> FRAGMENTO PARA LEER
----------------

Más que los golpes recibidos durante los interrogatorios, lo que la angustia es el miedo a ser violada. Las primeras caricias la dejan petrificada. “En la celda, los vigilantes me tocaban el pelo, me manoseaban. A veces me decían: ‘Ven, vamos a jugar’. Durante un interrogatorio, un hombre me abrió la camisa, me puso una mano en la mejilla y otra en el cuerpo. Estaba aterrada”.
Habían transcurrido casi dos semanas cuando una mañana se despertó sin la venda en los ojos. Vinieron a buscarla dos vigilantes, que la condujeron a una habitación nueva para ella. En el centro, había colchón. Uno de los jefes se encontraba allí, tumbado. Los soldados la metieron en la sala. “Toma, una mujer para que te diviertas”. Léna les suplica entonces que no la toquen. Inútil. La desnudaron entre tres o cuatro: “Y, después, empezaron a violarme. Primero los hombres de negro, los jefes; después, los hombres de verde”. Al otro lado de la pantalla, Léna deja de hablar, bebe un trago de agua y, a continuación, respira profundamente. Cuando reanuda el relato, habla a trompicones. “Ese día, lo hicieron ocho por lo menos. Perdí el conocimiento varias veces. Me echaban cubos de agua fría en la cara para despertarme”.
Cree que los hombres de negro eran rusos y chechenos, por el acento; los del uniforme verde, ucranianos. “Entraban, salían, me echaban humo de cannabis en la cara para despertarme. Bromeaban, escuchaban música…”. Sus violadores, cansados, terminan por abandonarla, medio desnuda, con el cuerpo magullado reposando sobre el suelo frío de una habitación vacía. Le traen comida, que no se come, y ropa, que no se pone. Cuando la llevan a su habitación, había anochecido. Léna fue liberada al día siguiente.
¿Por qué aguardaron al último día para violarla? Una frase, pronunciada por uno de sus verdugos, no deja de darle vueltas en la cabeza. “Me dijeron que nadie quería pagar por mi liberación, ni mi familia, ni el Estado. No tenía nada que les interesase, ni información, ni dinero…”. ¿Sus carceleros quisieron cobrarse de otro modo? ¿Los milicianos separatistas quisieron que se rompiese antes de soltarla, asegurarse de que no volvería, cámara de fotos en ristre, a contar lo que pasaba en el lado de los separatistas? Casi tres años después de aquellos hechos, la periodista inconformista no es ni la sombra de lo que fue e ignora si, un día, encontrará respuestas a sus preguntas.

----------------

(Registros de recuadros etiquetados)
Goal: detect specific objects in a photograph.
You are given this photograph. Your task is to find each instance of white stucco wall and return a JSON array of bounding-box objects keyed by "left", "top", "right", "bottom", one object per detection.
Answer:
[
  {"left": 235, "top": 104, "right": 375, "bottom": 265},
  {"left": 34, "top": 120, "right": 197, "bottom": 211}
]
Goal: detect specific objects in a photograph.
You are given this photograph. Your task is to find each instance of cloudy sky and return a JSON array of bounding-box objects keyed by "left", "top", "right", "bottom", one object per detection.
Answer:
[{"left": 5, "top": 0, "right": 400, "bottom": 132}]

----------------

> TAREAS POR RESOLVER
• a. Traduce al inglés esta oración del fragmento: "Habían transcurrido casi dos semanas cuando una mañana se despertó sin la venda en los ojos."
• b. Según el fragmento, ¿por qué cree Léna que los hombres de negro eran rusos y chechenos?
• c. Indica si cada afirmación concuerda con el fragmento y cita las palabras que lo deciden: (i) Léna se comió la comida que le trajeron. (ii) Léna cree que los hombres del uniforme verde eran ucranianos. (iii) Los hechos ocurrieron hace más de cinco años.

> RESPUESTAS
• a. Almost two weeks had passed when one morning she woke up without the blindfold over her eyes.

• b. Por el acento.

• c.
(i) No: "Le traen comida, que no se come"
(ii) Sí: "los del uniforme verde, ucranianos"
(iii) No: "Casi tres años después de aquellos hechos"